Although the records include pictures, print only the rest, exactly as written.
***
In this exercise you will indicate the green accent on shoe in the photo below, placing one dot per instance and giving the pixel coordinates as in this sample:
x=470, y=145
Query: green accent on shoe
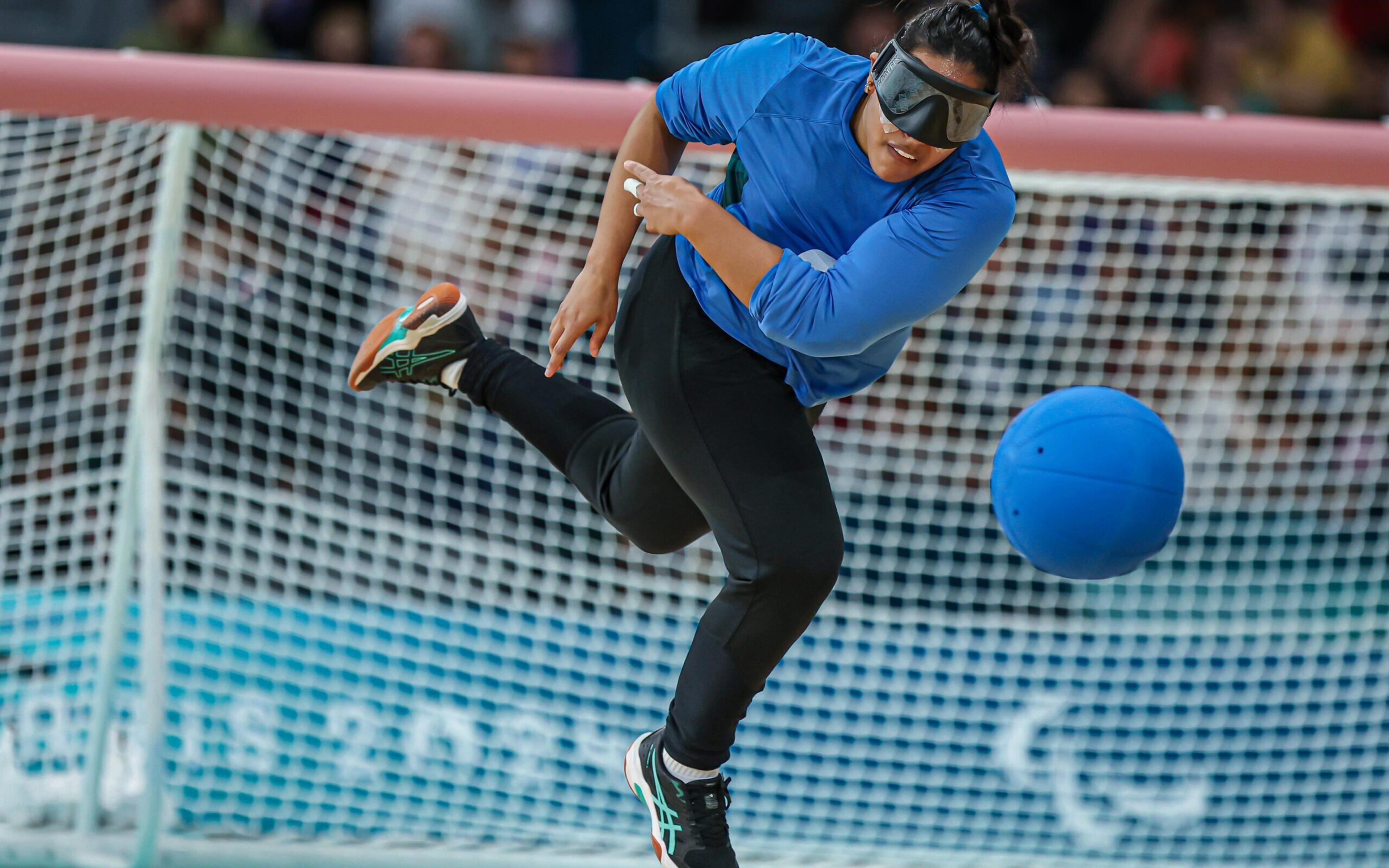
x=666, y=812
x=406, y=362
x=400, y=330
***
» **Solution below**:
In this exercise you will indicate the green accent on shoe in the photo below, placing one dot per instance and giving the pixel coordinates as in this sample:
x=470, y=145
Query: green accent on shoe
x=666, y=812
x=406, y=362
x=400, y=330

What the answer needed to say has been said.